__YOUR TASK__. Each record must be repeated exactly as it stands.

- Opening Delimiter -

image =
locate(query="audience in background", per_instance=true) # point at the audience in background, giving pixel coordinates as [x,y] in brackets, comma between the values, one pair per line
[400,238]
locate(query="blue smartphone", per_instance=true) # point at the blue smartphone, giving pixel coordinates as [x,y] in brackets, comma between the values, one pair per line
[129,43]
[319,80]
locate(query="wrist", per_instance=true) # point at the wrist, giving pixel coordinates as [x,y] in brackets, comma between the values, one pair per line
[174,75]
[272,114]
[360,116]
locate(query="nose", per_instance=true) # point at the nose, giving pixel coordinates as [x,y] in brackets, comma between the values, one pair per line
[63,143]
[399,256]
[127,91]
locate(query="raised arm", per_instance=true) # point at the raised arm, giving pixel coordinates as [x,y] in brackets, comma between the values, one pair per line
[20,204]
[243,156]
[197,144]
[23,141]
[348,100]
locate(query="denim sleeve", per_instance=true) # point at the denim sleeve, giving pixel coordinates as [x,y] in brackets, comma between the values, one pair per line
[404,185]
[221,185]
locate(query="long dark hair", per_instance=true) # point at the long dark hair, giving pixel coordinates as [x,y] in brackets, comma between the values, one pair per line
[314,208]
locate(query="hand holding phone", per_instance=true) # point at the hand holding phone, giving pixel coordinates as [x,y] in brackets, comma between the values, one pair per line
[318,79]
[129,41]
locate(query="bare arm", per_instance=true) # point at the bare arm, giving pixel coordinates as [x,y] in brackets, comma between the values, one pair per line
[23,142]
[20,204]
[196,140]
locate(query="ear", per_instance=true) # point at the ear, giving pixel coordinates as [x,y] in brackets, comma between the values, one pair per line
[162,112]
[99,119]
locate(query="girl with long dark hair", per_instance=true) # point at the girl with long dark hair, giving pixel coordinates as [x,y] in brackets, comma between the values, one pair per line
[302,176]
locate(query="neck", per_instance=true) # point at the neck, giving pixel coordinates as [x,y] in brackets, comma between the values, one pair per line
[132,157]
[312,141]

- Closing Delimiter -

__TASK SOLUTION__.
image =
locate(query="audience in background", per_instance=true) # point at the audience in background, giving pixel coordinates as [x,y] in brackets, comma between the values, one pair per line
[400,238]
locate(query="blue smartphone", per_instance=true) # point at the blue smartphone, giving pixel coordinates as [x,y] in brackets, comma between the values, one pair per line
[129,43]
[319,80]
locate(query="wrist", per_instance=true) # point at the wrist, giving pixel coordinates as [x,y] in brackets, comma between the values, one pair per line
[174,75]
[272,114]
[360,116]
locate(query="nose", per_instance=true) # point at the nose, giving pixel coordinates as [x,y] in brackets, comma between the values, one pair per line
[63,143]
[399,256]
[127,91]
locate(query="raised arm", per_instance=true) # point at the raised arm, giving pixel coordinates as [x,y] in brackets, comma between the values, one pair per line
[20,204]
[243,156]
[197,144]
[23,141]
[348,100]
locate(query="denim sleeve", per_instance=true) # point at the denim sleeve, giving pixel coordinates as [x,y] in brackets, comma between the values, one pair per line
[404,185]
[221,185]
locate(query="long dark hair", per_instance=true) # point at the long dark hair, giving pixel coordinates as [x,y] in brackets, comma between the values, one pair per line
[314,208]
locate(query="hand holding phone", per_instance=true) # point at the hand holding phone, giving pixel coordinates as [x,y] in brackets, comma between the values, one pair per line
[318,79]
[129,41]
locate(query="bare arm", per_instance=true) # point at the bare arm, giving pixel coordinates as [x,y] in brackets, comma between the values, one pair per line
[23,142]
[20,204]
[196,140]
locate(query="ear", per_instance=true) # point at the ear, giving pixel coordinates as [x,y] in brackets, comma between the values, one pair per line
[162,112]
[99,119]
locate(query="girl with long dark hair", per_instance=true) # point at the girl with long dark hair, giving pixel coordinates as [x,y] in brackets, comma between the values, one pair per line
[302,176]
locate(query="neck", per_instance=true) # point at the neck, giving pixel coordinates as [x,y] in brackets, comma between the values, one pair per line
[132,157]
[312,141]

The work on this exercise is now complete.